PROBLEM: Write out the data exactly, keeping every line.

SUPPLIED INFORMATION:

-----

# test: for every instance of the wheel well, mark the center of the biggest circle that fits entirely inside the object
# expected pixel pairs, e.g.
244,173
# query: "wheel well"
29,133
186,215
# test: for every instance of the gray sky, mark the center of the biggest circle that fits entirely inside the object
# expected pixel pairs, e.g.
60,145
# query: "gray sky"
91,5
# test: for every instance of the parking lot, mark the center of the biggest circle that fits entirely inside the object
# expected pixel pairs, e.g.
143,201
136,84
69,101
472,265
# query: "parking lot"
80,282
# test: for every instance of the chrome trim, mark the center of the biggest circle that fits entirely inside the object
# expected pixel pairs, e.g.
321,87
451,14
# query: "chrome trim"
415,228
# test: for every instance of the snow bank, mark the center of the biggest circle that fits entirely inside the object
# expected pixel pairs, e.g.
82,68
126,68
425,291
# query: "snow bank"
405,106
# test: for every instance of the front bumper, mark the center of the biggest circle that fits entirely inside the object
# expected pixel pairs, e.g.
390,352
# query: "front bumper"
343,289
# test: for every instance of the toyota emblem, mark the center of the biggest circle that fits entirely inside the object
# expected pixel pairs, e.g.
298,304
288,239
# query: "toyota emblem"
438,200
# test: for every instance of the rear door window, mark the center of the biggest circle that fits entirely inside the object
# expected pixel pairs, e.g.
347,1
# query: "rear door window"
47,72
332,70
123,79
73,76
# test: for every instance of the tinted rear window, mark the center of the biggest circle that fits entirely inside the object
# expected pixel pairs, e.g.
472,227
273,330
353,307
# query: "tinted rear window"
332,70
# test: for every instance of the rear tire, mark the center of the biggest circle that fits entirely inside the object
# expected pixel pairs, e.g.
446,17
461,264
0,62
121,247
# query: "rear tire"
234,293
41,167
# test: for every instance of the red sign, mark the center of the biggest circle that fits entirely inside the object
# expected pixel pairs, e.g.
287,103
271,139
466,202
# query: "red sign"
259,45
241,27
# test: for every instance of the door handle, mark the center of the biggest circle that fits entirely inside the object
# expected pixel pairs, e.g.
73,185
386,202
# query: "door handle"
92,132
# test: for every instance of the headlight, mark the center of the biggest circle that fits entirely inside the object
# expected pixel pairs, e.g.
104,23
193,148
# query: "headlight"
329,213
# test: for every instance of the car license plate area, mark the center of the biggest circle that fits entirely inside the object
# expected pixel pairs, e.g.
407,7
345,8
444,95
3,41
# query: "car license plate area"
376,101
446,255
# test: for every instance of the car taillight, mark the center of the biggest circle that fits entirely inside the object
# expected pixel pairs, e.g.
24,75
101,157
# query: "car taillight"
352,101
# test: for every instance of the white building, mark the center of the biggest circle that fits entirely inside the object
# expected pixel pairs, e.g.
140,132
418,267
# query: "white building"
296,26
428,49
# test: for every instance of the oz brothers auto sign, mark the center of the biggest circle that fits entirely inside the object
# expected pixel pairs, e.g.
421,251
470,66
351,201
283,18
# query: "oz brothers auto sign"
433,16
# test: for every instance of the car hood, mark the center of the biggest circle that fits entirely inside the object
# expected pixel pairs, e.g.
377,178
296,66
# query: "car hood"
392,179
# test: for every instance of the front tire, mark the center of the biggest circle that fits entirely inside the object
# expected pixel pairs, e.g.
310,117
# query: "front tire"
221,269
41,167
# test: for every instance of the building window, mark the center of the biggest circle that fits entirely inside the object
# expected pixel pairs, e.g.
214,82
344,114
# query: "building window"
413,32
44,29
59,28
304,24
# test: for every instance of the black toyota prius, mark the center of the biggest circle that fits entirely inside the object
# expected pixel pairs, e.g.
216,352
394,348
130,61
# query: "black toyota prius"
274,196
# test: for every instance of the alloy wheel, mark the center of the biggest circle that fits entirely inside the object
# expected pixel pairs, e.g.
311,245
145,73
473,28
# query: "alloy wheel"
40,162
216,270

-----

EXERCISE SOLUTION:
# test: for every instance of the wheel well, mark the center of the biggest circle that fits entirely inside the object
# expected pixel pairs, e.g.
244,173
# query: "wheel well"
29,133
186,215
# test: for every instance of the gray sky, mark the center of the biggest circle that fits entirely inside the object
# expected pixel pairs, e.g.
60,145
# query: "gray sky"
91,5
# test: for every instance of the parking lot, mark the center of the biggest circle that fits entirely inside the object
# expected pixel pairs, e.g.
143,201
136,84
69,101
472,265
# query: "parking lot"
80,282
# test: for every instance of the chrome trim, mark the center of the biggest circle that fits entirely inside the object
# expected pixel pairs, e.g.
321,87
451,14
# query: "chrome trim"
415,228
# test: for every instance of the snow bank, mark the center of the biggest circle that fits entirely inside the object
# expected pixel pairs, e.g.
82,68
126,68
425,291
# query: "snow bank"
405,106
# test: for every instance of the front bumper, mark the center of the biggest circle that fits entirely inside the object
# expected pixel pairs, e.g.
390,352
# query: "front bumper"
343,289
# test: for every instance of the toyota emblem, mark the center of the biggest circle that fits entirely inside the object
# expected pixel pairs, e.g.
298,304
288,239
# query: "toyota emblem"
438,200
# test: for every instance of the rear door window, mark the center of the biggest circle that fits entirely inside the object
# expected pixel pairs, e.g.
347,1
# query: "rear door window"
47,72
332,70
123,79
73,76
# test: for every instance of the tinted rear window, mark the center of the biggest circle that fits entirely inside the object
# expected pixel pairs, e.g.
472,227
273,330
353,307
# query: "tinted rear window"
332,70
# test: for every instance of the rear tire, mark the center of the biggest circle that fits entirely inside the object
# expected pixel pairs, e.g.
446,17
461,264
0,62
121,247
# query: "rear tire"
234,293
41,167
# test: for every instance of the red sign, mark the center of the biggest circle that fits entirely inside the object
# expected pixel pairs, e.g.
287,103
271,139
466,202
# query: "red sign"
259,45
241,27
# test: for every instance of the door handle, mark the center of the biggest circle that fits entirely inside the object
# expected pixel pairs, e.g.
73,185
386,202
# query: "door handle"
92,132
# test: for every instance of the headlight, mark the center of the biggest circle that fits entirely inside the object
# expected pixel pairs, e.g.
104,23
193,148
# query: "headlight"
329,213
# test: for every instance of the car license plate area, mark the center of the biggest circle that fits entirely inside the object
# expected pixel pairs, e.g.
407,7
345,8
444,95
3,41
# query: "car license plate area"
376,101
446,255
# test: for every instance of the car taillight, mark the center of the biggest circle that fits entirely inside the object
# expected pixel pairs, e.g.
24,75
101,157
# query: "car taillight"
352,101
# test: for every instance of the white building, mark the center of the biggest circle that fits entirely inside the object
# expected pixel pairs, e.g.
140,132
418,267
# query: "white building"
296,26
428,49
# test: for every instance of the oz brothers auto sign, mark the center of the biggest circle that fits entirely inside the object
# expected pixel pairs, e.g.
421,251
470,66
351,201
283,18
# query: "oz brothers auto sign"
433,16
# test: for every instance of the car hood, mark the center of the biggest circle that fits entirely inside the object
# expected pixel pairs, e.g.
377,178
296,66
# query: "car hood"
392,179
# test: for every instance of the front tire, mark the center of the biggest circle that fits entirely inside the object
# expected pixel pairs, e.g.
310,117
# query: "front tire"
221,269
41,167
# test: for every instance of the building window, mark the center of the biggest circle that fits entirely inside the object
# expected pixel pairs, e.g.
214,82
344,114
# query: "building window"
413,32
44,29
59,28
304,24
# test: for every instance of the black toyota prius, mark the center of the biggest circle that fits entirely inside the object
# expected pixel pairs, e.g.
216,352
394,348
130,61
# query: "black toyota prius"
274,196
# test: for every instance of the alloy wheel, mark the center of the biggest circle that fits entirely inside the object
# expected pixel pairs, e.g.
311,245
145,73
473,28
# query: "alloy wheel"
40,162
216,270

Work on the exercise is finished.